(WHAT YOU WILL DO) Pull out each line in the rows below that contains the string "light". Upper and lower case must match.

══════════

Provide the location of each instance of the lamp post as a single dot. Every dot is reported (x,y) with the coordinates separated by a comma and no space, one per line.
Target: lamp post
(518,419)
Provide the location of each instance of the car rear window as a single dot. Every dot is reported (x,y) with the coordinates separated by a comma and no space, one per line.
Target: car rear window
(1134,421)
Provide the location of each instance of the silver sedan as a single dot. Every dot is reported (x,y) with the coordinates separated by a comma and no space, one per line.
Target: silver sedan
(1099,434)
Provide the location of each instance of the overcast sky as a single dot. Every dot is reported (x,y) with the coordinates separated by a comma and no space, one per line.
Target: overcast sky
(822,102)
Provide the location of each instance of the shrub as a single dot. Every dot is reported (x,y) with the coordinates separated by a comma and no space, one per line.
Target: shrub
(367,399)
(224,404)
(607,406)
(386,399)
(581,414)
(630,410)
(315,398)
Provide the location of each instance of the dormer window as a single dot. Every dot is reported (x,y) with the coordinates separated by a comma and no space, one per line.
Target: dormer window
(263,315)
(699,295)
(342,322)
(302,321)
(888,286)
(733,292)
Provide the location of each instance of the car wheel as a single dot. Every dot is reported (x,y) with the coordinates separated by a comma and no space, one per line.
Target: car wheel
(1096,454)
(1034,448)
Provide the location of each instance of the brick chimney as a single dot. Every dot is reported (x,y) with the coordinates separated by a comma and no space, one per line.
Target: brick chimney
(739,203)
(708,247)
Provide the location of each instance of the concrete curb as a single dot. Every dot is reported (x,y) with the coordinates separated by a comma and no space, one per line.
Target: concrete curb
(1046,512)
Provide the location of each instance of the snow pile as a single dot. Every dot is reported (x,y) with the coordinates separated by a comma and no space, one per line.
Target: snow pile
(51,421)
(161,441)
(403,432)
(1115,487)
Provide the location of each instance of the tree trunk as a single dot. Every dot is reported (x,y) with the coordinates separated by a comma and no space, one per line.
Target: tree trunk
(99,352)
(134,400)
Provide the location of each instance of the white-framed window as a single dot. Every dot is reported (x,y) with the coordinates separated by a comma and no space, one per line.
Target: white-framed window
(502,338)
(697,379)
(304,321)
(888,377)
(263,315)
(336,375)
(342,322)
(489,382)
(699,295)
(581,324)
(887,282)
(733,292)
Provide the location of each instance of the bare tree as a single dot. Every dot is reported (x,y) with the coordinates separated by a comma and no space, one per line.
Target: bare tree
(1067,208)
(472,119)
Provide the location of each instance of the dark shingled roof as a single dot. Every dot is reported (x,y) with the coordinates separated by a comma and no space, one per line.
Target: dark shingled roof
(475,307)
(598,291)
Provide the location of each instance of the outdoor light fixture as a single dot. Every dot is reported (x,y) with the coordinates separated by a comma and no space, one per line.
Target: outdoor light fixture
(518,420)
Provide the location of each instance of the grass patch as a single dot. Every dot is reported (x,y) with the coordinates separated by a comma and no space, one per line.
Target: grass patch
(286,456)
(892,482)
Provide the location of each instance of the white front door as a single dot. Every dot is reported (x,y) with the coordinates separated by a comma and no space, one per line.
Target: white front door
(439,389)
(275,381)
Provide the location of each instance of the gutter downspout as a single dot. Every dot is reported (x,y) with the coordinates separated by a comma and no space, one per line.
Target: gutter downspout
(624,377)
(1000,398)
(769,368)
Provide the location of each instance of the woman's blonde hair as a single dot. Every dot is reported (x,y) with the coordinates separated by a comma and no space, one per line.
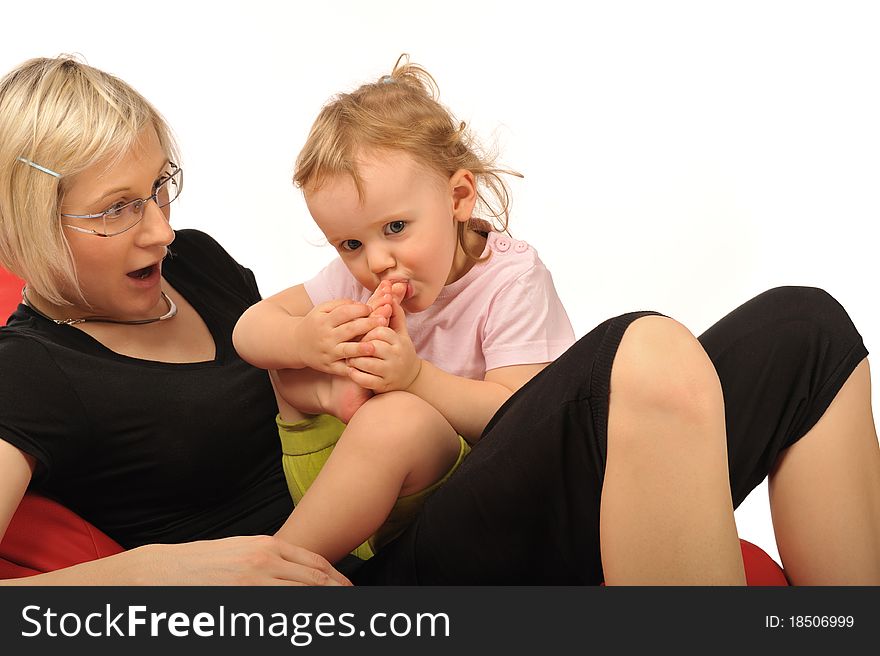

══════════

(EXERCISE RESULT)
Provide the location of each instance of the outdoor light fixture as a single dot. Every dot is reported (x,y) with the coordinates separated by a comma and no space, one per line.
Target: outdoor light fixture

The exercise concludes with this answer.